* BEGIN Dataset content *

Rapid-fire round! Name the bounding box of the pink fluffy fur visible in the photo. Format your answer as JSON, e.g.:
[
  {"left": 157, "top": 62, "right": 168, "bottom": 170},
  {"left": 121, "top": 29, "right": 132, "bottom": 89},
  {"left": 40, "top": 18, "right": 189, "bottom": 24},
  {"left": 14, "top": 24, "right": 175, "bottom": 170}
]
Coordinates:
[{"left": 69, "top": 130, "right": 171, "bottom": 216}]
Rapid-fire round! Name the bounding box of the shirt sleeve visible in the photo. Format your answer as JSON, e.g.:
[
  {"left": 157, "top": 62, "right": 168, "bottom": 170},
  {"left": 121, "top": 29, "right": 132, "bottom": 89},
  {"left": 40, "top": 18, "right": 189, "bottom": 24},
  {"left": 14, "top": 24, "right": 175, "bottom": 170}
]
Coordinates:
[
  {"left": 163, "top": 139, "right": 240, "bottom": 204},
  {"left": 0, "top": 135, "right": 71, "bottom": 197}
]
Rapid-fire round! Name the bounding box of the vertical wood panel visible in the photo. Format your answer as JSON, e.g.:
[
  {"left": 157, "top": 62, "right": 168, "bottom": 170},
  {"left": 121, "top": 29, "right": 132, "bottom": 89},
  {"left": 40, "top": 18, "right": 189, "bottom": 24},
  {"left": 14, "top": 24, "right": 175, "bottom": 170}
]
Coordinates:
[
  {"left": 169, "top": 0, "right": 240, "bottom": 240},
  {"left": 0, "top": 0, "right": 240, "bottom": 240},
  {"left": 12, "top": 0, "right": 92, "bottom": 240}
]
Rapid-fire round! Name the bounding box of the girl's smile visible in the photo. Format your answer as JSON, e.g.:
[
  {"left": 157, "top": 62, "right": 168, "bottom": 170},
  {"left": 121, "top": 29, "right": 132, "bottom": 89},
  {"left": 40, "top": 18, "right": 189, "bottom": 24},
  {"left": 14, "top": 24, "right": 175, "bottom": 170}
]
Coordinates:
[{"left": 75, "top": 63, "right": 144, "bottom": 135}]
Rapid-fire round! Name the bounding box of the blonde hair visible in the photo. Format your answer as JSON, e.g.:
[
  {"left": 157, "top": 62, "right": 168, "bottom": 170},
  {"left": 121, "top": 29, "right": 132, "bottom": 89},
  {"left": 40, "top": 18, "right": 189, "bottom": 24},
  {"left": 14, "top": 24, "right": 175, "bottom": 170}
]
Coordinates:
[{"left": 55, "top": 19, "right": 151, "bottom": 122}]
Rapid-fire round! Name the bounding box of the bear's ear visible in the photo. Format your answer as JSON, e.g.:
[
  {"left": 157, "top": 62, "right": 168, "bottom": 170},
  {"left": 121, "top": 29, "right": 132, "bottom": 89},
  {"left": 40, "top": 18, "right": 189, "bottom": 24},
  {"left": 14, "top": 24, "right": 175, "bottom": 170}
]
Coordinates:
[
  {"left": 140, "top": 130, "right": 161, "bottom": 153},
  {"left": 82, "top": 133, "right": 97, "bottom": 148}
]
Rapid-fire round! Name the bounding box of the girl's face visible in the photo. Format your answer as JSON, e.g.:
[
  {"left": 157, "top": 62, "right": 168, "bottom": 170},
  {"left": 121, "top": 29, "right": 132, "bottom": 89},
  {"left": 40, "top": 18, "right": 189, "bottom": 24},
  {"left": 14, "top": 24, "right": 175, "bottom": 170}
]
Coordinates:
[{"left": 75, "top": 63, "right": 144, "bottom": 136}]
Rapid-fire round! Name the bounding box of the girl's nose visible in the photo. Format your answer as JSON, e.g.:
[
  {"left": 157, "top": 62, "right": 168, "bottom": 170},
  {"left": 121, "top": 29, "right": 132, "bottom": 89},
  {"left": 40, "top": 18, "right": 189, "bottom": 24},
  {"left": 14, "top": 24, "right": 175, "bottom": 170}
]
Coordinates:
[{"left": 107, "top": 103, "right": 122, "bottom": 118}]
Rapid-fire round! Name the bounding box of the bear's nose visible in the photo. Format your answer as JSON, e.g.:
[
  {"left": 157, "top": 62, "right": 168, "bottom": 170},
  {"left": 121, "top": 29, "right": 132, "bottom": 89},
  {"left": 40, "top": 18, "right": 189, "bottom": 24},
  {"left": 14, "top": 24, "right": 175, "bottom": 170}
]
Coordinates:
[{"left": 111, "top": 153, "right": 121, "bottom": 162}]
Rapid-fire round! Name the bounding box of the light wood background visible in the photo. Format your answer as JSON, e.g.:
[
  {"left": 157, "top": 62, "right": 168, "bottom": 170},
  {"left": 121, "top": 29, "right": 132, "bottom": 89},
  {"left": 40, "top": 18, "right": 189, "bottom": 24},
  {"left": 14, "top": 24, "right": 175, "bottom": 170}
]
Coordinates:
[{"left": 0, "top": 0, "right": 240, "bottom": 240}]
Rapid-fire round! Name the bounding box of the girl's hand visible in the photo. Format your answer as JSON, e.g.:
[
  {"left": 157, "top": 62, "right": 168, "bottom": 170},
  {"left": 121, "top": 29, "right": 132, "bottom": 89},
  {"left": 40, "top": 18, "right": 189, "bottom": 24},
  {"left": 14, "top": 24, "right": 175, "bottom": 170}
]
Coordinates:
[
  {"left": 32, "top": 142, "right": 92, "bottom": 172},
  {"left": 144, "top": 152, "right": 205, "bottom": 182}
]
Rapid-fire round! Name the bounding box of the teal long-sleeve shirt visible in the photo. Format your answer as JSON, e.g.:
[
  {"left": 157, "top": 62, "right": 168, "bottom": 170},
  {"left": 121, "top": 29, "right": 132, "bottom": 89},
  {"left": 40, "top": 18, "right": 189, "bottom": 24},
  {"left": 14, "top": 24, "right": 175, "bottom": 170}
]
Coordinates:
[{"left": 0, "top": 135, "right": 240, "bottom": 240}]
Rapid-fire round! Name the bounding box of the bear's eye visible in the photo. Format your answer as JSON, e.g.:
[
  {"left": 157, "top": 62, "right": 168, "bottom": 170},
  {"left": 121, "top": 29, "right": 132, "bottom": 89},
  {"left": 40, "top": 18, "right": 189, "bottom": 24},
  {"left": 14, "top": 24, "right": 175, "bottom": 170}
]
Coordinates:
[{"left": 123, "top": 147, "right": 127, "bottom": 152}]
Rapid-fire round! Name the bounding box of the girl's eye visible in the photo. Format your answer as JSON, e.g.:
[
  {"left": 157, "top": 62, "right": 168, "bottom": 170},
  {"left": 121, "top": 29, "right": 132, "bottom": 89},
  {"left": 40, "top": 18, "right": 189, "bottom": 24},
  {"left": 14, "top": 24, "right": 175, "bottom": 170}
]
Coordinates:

* END Dataset content *

Locate every line in the rows above that contains the string "sleeve", and reproduce each of those lines verbatim.

_Correct answer_:
Rapid-fire round! Name the bounding box of the shirt sleeve visible in the photo. Format your answer as JSON, e.g.:
Rapid-fire round! Name the bounding box of the teal long-sleeve shirt visible in the photo. Format your answer as JSON, e.g.:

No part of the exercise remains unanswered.